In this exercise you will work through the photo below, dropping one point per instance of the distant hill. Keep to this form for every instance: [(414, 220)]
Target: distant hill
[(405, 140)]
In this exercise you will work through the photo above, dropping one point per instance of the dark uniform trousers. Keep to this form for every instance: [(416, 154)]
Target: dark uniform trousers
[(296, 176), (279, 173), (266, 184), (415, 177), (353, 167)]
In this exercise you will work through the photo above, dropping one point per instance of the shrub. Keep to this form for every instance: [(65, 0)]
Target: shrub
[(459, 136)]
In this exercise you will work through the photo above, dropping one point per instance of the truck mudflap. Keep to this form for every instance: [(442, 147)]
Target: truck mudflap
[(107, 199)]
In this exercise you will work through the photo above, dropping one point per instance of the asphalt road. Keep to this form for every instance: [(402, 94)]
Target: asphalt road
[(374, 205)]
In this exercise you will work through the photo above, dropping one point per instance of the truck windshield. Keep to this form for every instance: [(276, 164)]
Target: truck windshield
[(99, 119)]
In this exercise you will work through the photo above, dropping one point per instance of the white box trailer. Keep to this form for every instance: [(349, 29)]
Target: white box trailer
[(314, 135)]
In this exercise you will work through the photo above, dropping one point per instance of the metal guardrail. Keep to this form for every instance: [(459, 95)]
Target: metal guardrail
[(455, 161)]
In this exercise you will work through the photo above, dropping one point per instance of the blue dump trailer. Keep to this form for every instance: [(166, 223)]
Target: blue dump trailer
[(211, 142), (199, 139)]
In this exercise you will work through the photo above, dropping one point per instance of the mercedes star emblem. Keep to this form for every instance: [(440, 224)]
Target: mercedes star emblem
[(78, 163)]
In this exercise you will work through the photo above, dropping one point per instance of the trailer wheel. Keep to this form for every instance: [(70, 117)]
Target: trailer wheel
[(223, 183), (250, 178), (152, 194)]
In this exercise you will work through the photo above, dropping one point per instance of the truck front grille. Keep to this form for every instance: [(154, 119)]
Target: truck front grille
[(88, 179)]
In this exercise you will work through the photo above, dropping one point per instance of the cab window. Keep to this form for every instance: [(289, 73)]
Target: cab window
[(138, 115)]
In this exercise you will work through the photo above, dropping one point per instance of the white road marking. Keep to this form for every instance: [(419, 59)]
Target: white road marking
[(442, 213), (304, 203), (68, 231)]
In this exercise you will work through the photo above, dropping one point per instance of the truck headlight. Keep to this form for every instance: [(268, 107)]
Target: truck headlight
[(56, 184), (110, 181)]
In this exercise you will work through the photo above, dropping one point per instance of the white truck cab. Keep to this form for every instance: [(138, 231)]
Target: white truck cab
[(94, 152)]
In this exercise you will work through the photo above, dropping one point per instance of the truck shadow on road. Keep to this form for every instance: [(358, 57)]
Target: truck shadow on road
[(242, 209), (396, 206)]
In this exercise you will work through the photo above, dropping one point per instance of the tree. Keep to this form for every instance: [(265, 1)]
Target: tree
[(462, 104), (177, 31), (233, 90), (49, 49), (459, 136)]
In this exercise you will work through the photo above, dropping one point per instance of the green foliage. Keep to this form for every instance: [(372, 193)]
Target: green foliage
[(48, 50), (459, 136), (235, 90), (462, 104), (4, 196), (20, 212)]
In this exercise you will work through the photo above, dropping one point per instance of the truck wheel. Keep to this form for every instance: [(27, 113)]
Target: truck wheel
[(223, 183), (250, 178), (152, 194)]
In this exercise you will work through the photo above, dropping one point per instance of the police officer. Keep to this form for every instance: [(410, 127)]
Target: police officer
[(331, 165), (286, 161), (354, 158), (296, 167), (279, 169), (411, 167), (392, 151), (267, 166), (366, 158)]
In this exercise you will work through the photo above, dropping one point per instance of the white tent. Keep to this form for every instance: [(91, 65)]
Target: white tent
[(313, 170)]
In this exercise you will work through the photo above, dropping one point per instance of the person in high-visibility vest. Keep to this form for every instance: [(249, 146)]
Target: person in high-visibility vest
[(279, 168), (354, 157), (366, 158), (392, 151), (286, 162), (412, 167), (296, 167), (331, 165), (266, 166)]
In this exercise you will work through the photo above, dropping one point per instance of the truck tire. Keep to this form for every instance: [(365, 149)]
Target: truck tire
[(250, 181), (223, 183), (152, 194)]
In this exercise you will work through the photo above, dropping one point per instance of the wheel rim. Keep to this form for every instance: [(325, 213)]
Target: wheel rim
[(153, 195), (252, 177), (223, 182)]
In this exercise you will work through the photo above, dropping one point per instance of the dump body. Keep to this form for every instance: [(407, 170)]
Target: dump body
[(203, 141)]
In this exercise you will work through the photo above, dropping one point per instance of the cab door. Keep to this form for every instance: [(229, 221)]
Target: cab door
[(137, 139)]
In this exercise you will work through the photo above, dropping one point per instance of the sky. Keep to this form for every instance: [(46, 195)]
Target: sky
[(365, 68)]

□ □ □ □ □

### Directions for this task
Return the full listing, word for word.

### Answer box
In this exercise you will work through the photo below, dropping one point per instance of the distant hill. Keep to this form for every instance: [(414, 220)]
Target: distant hill
[(405, 140)]
In this exercise you will work through the photo above, dropping one point per instance of the dark uniform trousers. Keep to this form for every instance: [(416, 154)]
Target: dark uniform trousers
[(296, 176), (279, 173), (266, 184), (415, 177), (353, 167)]
In this exercise you will work through the photo above, dropping one point per instance of the shrub. Keep to this form for every instance: [(65, 0)]
Target: shrub
[(459, 136)]
In this exercise you will work through the photo above, dropping one point per instance of the truck mudflap. Keep to this form for every instance: [(442, 147)]
Target: truck mudflap
[(107, 199)]
In this exercise you will work through the photo above, dropping one point per instance of the asphalt road. Keep to this form for every instance: [(402, 94)]
Target: asphalt road
[(374, 205)]
In this exercise you will work through the photo above, dropping one point per instance of the truck windshield. Keep to this form for every instance: [(276, 164)]
Target: truck windshield
[(99, 119)]
In this exercise you will work through the photo above, dropping one point per instance of the white box trailer. Keep to this form for every instance: [(349, 29)]
Target: white box trailer
[(314, 135)]
In this exercise you will work through the photo above, dropping one point per instance of the metal guardrail. Keep to this form for every instance: [(459, 95)]
Target: metal guardrail
[(455, 161)]
In this exercise you will work through the photo above, dropping one point per instance of the blue dump trailer. Keep to this form for every instance: [(166, 223)]
Target: blue dump trailer
[(211, 142), (199, 139)]
In this exercise you will work through the photo above, dropping one point per instance of the mercedes star emblem. Keep to this form for every instance: [(440, 224)]
Target: mercedes star emblem
[(78, 163)]
In this exercise you will work through the photo above, dropping one point per instance of the trailer wheel. Keep to this form for every instance: [(70, 117)]
Target: trailer wheel
[(223, 183), (250, 178), (152, 194)]
In this exercise you will work through the photo above, dropping one point per instance of the truck front grille. Keep to this form for every instance: [(154, 119)]
Target: truck front grille
[(88, 179)]
In this exercise you will work through the photo above, dropping one point per instance of the cab window. Keep to this form for every instance: [(289, 73)]
Target: cab window
[(138, 115)]
In this exercise you will work through the photo above, dropping one point per instance of the white road marking. Keep to this form for every instance: [(419, 59)]
Target: white road marking
[(442, 213), (304, 203), (68, 231)]
In this exercise you will work through the photo above, dropping one point per instance of the truck headlight. Keep to this form for every instance: [(268, 107)]
Target: truck headlight
[(56, 184), (110, 181)]
In this exercise you will work through the photo above, dropping one point per instance of the white truck cab. Keep to this form for every instance: [(138, 231)]
Target: white truck cab
[(94, 152)]
In this exercise you will work through the photo above, dropping one point per instance of the truck shadow on road. Keep to this form for every instance: [(358, 57)]
Target: truck shadow on road
[(242, 209), (396, 206)]
In this exercise you will work through the photo above, dropping one point per instance of the tree. Keep to this form for every instance: [(265, 1)]
Target: tree
[(462, 104), (177, 31), (233, 90), (49, 49), (459, 136)]
In this exercise you will work through the photo above, dropping one point per instance of the green foliage. Keep to this form for every instance: [(372, 193)]
Target: green foliage
[(48, 50), (459, 136), (235, 90), (462, 104), (4, 196), (20, 212)]
In this exercise you will work through the photo above, dropping one point per instance of the truck wheel. Keep to this form for every instance: [(27, 113)]
Target: truck wheel
[(223, 183), (250, 178), (152, 194)]
In this exercise you will work through the photo above, dropping one point per instance of the police officer. Keep to this form for every instance: [(410, 127)]
Target: police officer
[(331, 165), (286, 161), (354, 158), (296, 167), (279, 169), (411, 167), (392, 151), (267, 166), (366, 158)]
In this exercise you will work through the photo above, dropping one point per instance of the white tent. Keep to this form for every instance: [(91, 65)]
Target: white tent
[(313, 170)]
In this exercise you will work through the photo above, dropping one point per instance of the person in high-visibility vest. Keep to this form for every instance: [(249, 146)]
Target: person in high-visibility vest
[(279, 168), (354, 157), (366, 158), (392, 151), (286, 162), (412, 167), (296, 167), (331, 165), (266, 166)]
In this exercise you will work through the photo above, dropping one point per instance of the truck tire. Keep to this form for every instance: [(365, 149)]
Target: truck tire
[(250, 181), (223, 183), (152, 194)]
In this exercise you will work through the photo above, dropping one point per instance of the wheel rim. Keep to this form for every instance: [(325, 213)]
Target: wheel rim
[(153, 195), (252, 177), (223, 182)]
In this exercise you will work through the photo above, dropping one point per instance of the dump body. Keep to this form for every instance: [(407, 170)]
Target: dump body
[(203, 141)]
In this exercise you will work through the photo above, dropping one point per instance of the cab door. Keep to this form for every instance: [(229, 221)]
Target: cab door
[(137, 139)]
In this exercise you will work through the photo above, dropping one point per instance of the sky. Keep to this form for every instance: [(46, 195)]
Target: sky
[(365, 68)]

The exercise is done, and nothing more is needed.